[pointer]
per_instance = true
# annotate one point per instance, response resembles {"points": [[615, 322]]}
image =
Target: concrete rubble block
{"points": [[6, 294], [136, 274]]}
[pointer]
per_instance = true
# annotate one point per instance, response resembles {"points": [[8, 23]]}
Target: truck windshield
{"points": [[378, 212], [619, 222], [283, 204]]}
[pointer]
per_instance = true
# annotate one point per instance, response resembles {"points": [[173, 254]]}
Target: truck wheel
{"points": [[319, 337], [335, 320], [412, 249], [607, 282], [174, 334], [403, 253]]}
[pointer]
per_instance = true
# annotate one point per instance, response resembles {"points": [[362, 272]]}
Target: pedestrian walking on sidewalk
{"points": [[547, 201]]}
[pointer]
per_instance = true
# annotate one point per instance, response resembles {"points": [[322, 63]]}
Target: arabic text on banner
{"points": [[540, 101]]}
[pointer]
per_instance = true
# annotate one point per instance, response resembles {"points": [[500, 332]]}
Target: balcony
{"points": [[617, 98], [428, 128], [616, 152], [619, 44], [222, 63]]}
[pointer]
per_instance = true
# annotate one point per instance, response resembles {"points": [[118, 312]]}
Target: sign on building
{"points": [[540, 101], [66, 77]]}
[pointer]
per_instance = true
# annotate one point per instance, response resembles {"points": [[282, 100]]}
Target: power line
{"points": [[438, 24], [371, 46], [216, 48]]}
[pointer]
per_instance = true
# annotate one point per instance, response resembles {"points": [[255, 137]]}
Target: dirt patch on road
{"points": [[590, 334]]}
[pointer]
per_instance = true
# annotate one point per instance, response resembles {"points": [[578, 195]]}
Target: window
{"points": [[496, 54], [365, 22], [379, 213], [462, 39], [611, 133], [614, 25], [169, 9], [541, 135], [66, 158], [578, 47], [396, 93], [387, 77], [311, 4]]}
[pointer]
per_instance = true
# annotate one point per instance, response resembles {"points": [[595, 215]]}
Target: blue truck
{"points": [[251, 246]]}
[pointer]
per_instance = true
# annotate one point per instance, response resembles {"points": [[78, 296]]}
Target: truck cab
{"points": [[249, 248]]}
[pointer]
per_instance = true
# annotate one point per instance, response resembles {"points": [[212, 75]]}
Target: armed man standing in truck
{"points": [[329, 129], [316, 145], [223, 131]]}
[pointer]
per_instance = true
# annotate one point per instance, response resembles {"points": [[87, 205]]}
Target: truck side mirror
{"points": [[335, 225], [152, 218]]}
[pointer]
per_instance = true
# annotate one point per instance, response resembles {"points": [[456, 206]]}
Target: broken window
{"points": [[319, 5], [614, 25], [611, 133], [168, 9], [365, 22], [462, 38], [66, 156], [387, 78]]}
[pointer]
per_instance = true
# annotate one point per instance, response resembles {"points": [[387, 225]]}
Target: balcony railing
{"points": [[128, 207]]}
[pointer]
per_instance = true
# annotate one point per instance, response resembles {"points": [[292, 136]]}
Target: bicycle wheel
──────────
• _Required action_
Take the listing above and write it out again exactly.

• _Task answer_
[pointer]
per_instance = true
# annotate one point per instance, response resembles {"points": [[615, 322]]}
image =
Target: concrete rubble block
{"points": [[6, 294], [136, 274]]}
[pointer]
per_instance = true
# annotate one point per instance, response resembles {"points": [[8, 23]]}
Target: truck windshield
{"points": [[378, 212], [619, 222], [283, 204]]}
[pointer]
per_instance = true
# annotate one point per instance, response resembles {"points": [[173, 254]]}
Target: truck wheel
{"points": [[319, 337], [335, 320], [412, 249], [607, 282], [174, 334], [403, 253]]}
[pointer]
per_instance = true
# annotate one point per instance, response resembles {"points": [[362, 272]]}
Target: pedestrian walking on sidewalk
{"points": [[547, 201]]}
[pointer]
per_instance = true
# annotate one point per instance, response resembles {"points": [[322, 63]]}
Target: arabic text on banner
{"points": [[540, 101]]}
[pointer]
per_instance = true
# annotate one point per instance, response resembles {"points": [[500, 332]]}
Target: balcony
{"points": [[617, 98], [428, 128], [616, 152], [619, 44], [222, 63]]}
[pointer]
per_instance = true
# annotate one point per instance, response resembles {"points": [[118, 312]]}
Target: sign on building
{"points": [[540, 101], [66, 77]]}
[pointer]
per_instance = true
# annotate one point per instance, response resembles {"points": [[282, 100]]}
Target: power line
{"points": [[438, 24], [371, 46], [216, 48]]}
[pointer]
per_instance = true
# annotate one point per instance, response resembles {"points": [[255, 137]]}
Target: dirt patch on road
{"points": [[590, 334]]}
[pointer]
per_instance = true
# annotate one point per instance, response resembles {"points": [[578, 195]]}
Target: window
{"points": [[496, 54], [365, 22], [379, 213], [462, 39], [611, 133], [614, 25], [169, 9], [541, 135], [66, 158], [578, 47], [396, 93], [387, 77], [311, 4]]}
[pointer]
per_instance = true
# annotate one point per instance, response resembles {"points": [[595, 215]]}
Target: blue truck
{"points": [[251, 246]]}
[pointer]
per_instance = true
# annotate one point per instance, response resembles {"points": [[78, 296]]}
Target: truck cab
{"points": [[249, 248]]}
[pointer]
per_instance = true
# annotate one point per instance, response resembles {"points": [[212, 75]]}
Target: armed man standing in truck
{"points": [[329, 129], [316, 145], [223, 131]]}
[pointer]
per_instance = true
# annotate one point per instance, response resembles {"points": [[87, 205]]}
Target: truck side mirror
{"points": [[335, 225], [152, 218]]}
[pointer]
per_instance = true
# annotate one point per instance, response resembles {"points": [[456, 206]]}
Target: broken window
{"points": [[319, 5], [614, 25], [611, 133], [168, 9], [365, 22], [462, 38], [66, 156], [387, 78]]}
[pointer]
per_instance = true
# annotate one point per instance, response resembles {"points": [[387, 225]]}
Target: balcony railing
{"points": [[128, 207]]}
[pointer]
per_instance = true
# annotate one point per instance, response resembles {"points": [[292, 136]]}
Target: bicycle wheel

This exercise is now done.